**The request**. Add -120 to every pixel coordinate in the answers from the line containing "[tag] hanging sign" down to the end of the records, and write out all of those lines again with every other line left unchanged.

--- BEGIN ---

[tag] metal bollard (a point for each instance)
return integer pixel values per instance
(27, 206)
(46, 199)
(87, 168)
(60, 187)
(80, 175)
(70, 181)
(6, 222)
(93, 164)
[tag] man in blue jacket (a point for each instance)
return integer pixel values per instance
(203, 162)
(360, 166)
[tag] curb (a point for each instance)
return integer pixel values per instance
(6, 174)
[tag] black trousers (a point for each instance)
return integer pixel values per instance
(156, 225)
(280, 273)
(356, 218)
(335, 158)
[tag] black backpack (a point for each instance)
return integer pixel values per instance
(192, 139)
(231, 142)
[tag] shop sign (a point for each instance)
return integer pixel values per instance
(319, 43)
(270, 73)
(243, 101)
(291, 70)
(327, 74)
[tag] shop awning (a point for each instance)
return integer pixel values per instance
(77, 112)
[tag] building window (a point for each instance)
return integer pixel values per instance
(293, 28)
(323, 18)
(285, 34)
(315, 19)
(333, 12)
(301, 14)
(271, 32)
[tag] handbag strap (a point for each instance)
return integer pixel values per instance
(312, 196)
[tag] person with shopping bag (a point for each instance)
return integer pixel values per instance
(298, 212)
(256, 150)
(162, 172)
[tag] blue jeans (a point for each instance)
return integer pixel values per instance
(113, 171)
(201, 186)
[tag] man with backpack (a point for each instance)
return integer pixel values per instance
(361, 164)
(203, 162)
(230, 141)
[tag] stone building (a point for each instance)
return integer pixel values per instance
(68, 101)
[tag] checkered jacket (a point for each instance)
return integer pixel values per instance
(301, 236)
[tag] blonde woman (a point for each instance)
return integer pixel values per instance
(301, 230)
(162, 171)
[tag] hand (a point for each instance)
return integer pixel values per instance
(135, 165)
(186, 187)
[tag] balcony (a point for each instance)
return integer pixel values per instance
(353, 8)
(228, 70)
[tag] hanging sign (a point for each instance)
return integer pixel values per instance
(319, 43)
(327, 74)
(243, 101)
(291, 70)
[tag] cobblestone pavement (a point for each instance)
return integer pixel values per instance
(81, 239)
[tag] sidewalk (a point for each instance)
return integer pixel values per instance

--- END ---

**Completed task**.
[tag] hanging sign (a point for each instance)
return integer pixel values per instance
(199, -77)
(207, -46)
(123, -19)
(171, -50)
[tag] cobblestone pavement (a point for each instance)
return integer pixel values per instance
(-39, 119)
[tag] sidewalk (a point for each instance)
return integer pixel values per instance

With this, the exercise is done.